-- Start Data provided --

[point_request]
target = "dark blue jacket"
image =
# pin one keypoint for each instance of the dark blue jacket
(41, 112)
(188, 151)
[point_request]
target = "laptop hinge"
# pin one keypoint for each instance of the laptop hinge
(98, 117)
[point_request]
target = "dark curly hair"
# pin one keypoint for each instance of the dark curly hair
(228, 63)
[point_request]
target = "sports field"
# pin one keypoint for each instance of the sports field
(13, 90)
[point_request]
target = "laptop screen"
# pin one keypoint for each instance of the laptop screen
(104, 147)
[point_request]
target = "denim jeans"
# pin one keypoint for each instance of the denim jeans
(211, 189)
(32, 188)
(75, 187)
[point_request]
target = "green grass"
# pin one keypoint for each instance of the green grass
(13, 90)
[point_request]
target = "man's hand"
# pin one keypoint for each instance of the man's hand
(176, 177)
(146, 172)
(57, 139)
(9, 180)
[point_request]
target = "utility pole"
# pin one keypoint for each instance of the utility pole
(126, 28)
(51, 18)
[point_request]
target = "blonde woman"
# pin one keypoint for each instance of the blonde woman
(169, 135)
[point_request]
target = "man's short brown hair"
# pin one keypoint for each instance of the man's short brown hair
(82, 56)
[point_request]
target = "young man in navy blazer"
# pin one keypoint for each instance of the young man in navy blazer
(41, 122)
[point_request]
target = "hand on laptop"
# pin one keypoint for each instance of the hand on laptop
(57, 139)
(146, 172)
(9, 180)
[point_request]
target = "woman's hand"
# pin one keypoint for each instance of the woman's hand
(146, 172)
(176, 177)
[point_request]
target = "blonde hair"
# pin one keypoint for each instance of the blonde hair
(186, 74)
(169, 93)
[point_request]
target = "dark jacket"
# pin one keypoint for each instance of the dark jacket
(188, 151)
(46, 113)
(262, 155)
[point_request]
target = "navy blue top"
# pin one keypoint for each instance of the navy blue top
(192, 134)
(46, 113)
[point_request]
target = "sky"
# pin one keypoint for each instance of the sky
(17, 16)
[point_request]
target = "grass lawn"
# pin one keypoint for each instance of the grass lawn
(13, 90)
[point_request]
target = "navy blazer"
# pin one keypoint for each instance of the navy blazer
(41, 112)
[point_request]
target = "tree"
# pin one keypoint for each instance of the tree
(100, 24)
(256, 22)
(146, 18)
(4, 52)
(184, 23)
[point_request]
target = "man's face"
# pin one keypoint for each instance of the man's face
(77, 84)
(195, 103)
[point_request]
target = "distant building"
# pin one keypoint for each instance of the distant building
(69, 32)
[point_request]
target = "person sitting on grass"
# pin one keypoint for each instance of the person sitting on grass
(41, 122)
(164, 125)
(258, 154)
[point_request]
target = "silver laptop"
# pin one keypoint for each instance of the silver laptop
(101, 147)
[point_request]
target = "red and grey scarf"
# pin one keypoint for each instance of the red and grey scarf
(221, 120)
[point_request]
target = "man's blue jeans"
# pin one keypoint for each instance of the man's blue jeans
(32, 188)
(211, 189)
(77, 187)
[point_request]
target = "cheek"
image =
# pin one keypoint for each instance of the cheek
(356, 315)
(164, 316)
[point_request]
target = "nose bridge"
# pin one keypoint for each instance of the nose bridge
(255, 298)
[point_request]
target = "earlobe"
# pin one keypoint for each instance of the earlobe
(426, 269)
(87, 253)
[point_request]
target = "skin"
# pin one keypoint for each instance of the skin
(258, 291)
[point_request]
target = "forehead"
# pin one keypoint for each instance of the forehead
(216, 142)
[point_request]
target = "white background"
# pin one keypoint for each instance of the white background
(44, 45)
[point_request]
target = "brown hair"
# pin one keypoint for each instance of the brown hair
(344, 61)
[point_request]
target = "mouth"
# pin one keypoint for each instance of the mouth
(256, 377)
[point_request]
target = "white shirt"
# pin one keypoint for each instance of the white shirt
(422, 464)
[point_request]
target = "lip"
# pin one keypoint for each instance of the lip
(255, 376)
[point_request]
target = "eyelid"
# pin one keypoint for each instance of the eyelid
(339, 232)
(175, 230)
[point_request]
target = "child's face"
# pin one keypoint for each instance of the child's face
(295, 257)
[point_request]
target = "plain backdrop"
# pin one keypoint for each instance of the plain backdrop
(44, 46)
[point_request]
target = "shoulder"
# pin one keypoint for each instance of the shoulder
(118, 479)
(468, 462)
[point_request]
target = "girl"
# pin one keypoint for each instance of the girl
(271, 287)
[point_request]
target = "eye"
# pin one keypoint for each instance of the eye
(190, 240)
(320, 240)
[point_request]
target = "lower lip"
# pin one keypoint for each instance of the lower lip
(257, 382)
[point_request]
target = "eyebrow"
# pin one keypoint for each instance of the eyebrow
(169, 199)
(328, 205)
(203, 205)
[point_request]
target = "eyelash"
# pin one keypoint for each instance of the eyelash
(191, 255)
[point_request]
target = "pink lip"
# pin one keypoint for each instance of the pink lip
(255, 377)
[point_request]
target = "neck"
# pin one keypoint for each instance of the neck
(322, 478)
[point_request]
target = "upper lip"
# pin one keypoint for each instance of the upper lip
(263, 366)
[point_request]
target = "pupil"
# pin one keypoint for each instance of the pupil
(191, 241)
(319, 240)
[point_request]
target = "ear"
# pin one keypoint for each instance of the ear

-- End Data provided --

» Exercise goal: Exactly as they are written, print the entries again.

» Exercise solution:
[point_request]
target = "dark blue jacket"
image =
# pin one keypoint for each instance of the dark blue jacket
(41, 112)
(188, 151)
[point_request]
target = "laptop hinge"
# pin one keypoint for each instance of the laptop hinge
(98, 117)
[point_request]
target = "dark curly hair"
# pin one keypoint for each instance of the dark curly hair
(228, 63)
[point_request]
target = "sports field"
# pin one keypoint for each instance of the sports field
(13, 90)
[point_request]
target = "laptop screen"
# pin one keypoint for each instance of the laptop screen
(104, 147)
[point_request]
target = "denim jeans"
# pin one keypoint for each instance of the denim jeans
(211, 189)
(32, 188)
(75, 187)
[point_request]
target = "green grass"
# pin one keypoint for each instance of the green grass
(13, 90)
[point_request]
target = "man's hand"
# pin one keypoint for each instance of the man's hand
(176, 177)
(146, 172)
(57, 139)
(9, 180)
[point_request]
target = "utility pole"
# pin one keypoint for each instance of the utility pole
(126, 28)
(51, 18)
[point_request]
target = "blonde woman"
# pin one keypoint for each instance of the blonde woman
(169, 135)
[point_request]
target = "man's short brown hair"
# pin one keypoint for each instance of the man's short brown hair
(82, 56)
[point_request]
target = "young man in navy blazer"
# pin one keypoint for each instance of the young man in navy blazer
(41, 122)
[point_request]
target = "hand on laptop"
# pin one keypoint for each instance of the hand on laptop
(57, 139)
(146, 172)
(9, 180)
[point_request]
target = "woman's hand"
# pin one keypoint for each instance of the woman's hand
(146, 172)
(176, 177)
[point_request]
target = "blonde hair"
# pin one keypoint for each instance of the blonde hair
(186, 74)
(169, 93)
[point_request]
target = "dark jacket"
# pin one keypoint for each instance of the dark jacket
(188, 151)
(46, 113)
(262, 155)
[point_request]
target = "navy blue top"
# pin one keypoint for each instance of the navy blue top
(192, 134)
(46, 113)
[point_request]
target = "sky"
# pin one keypoint for each instance of the sky
(17, 16)
[point_request]
target = "grass lawn"
# pin one keypoint for each instance of the grass lawn
(13, 90)
[point_request]
target = "navy blazer"
# pin one keypoint for each instance of the navy blazer
(41, 112)
[point_request]
target = "tree"
# pin one keypoint for each instance of the tree
(100, 24)
(256, 22)
(146, 18)
(4, 52)
(184, 23)
[point_request]
target = "man's face"
# pin one keypoint for each instance of the man's face
(77, 84)
(195, 103)
[point_request]
target = "distant building"
# pin one keypoint for each instance of the distant building
(69, 32)
[point_request]
target = "person sitting on grass"
# pin one keypoint for each instance of the person sitting on grass
(41, 122)
(164, 125)
(258, 154)
[point_request]
target = "silver laptop"
# pin one keypoint for each instance of the silver laptop
(101, 147)
[point_request]
target = "red and grey scarf"
# pin one keypoint for each instance of the red and grey scarf
(221, 120)
[point_request]
target = "man's blue jeans"
# pin one keypoint for each instance of the man's blue jeans
(32, 188)
(211, 189)
(77, 187)
[point_request]
target = "cheek"
image =
# pin one keypoint for each instance of the cheek
(356, 315)
(164, 316)
[point_request]
target = "nose bridge"
# pin one keypoint for each instance of the nose bridge
(255, 298)
[point_request]
target = "earlobe"
# pin one keypoint for each instance of the earlobe
(426, 269)
(87, 253)
[point_request]
target = "skin"
# pin one keypoint for each instance of the skin
(258, 291)
[point_request]
target = "forehead"
# pin one keypoint for each instance of the forehead
(216, 142)
[point_request]
target = "white background"
# pin one keypoint for each instance of the white background
(44, 45)
[point_request]
target = "brown hair"
# pin one keypoint for each instance of the brown hair
(344, 61)
[point_request]
target = "mouth"
# pin one keypoint for each instance of the mouth
(256, 377)
[point_request]
target = "white shirt"
# pin one keypoint for each instance of the white shirt
(422, 464)
[point_request]
target = "lip"
# pin one keypoint for each instance of the lip
(255, 376)
[point_request]
target = "eyelid"
# pin one keypoint for each instance of the eyelid
(339, 232)
(175, 230)
[point_request]
target = "child's face"
# pin one keypoint for each instance of the child's face
(295, 257)
[point_request]
target = "plain backdrop"
# pin one keypoint for each instance of the plain backdrop
(44, 46)
[point_request]
target = "shoulder"
# pin one keypoint for each instance of the shoulder
(118, 479)
(468, 462)
[point_request]
target = "girl"
# pin one keypoint for each instance of the girl
(271, 287)
[point_request]
target = "eye"
# pin one keypoint for each instance of the eye
(190, 240)
(320, 240)
[point_request]
target = "lower lip"
# pin one keypoint for each instance of the lower lip
(257, 382)
[point_request]
target = "eyebrow"
# pin one keypoint for each instance of the eyebrow
(169, 199)
(328, 205)
(203, 205)
[point_request]
target = "eyelash"
# pin one keypoint for each instance of the eyelash
(191, 255)
[point_request]
target = "pink lip"
# pin one keypoint for each instance of the pink lip
(255, 377)
[point_request]
target = "neck"
# pin one keypoint for each instance of the neck
(322, 478)
[point_request]
target = "upper lip"
# pin one keypoint for each instance of the upper lip
(263, 366)
[point_request]
target = "pupil"
# pin one keypoint for each instance of the pupil
(191, 241)
(319, 240)
[point_request]
target = "ear"
# pin one keypoint for each instance of the ear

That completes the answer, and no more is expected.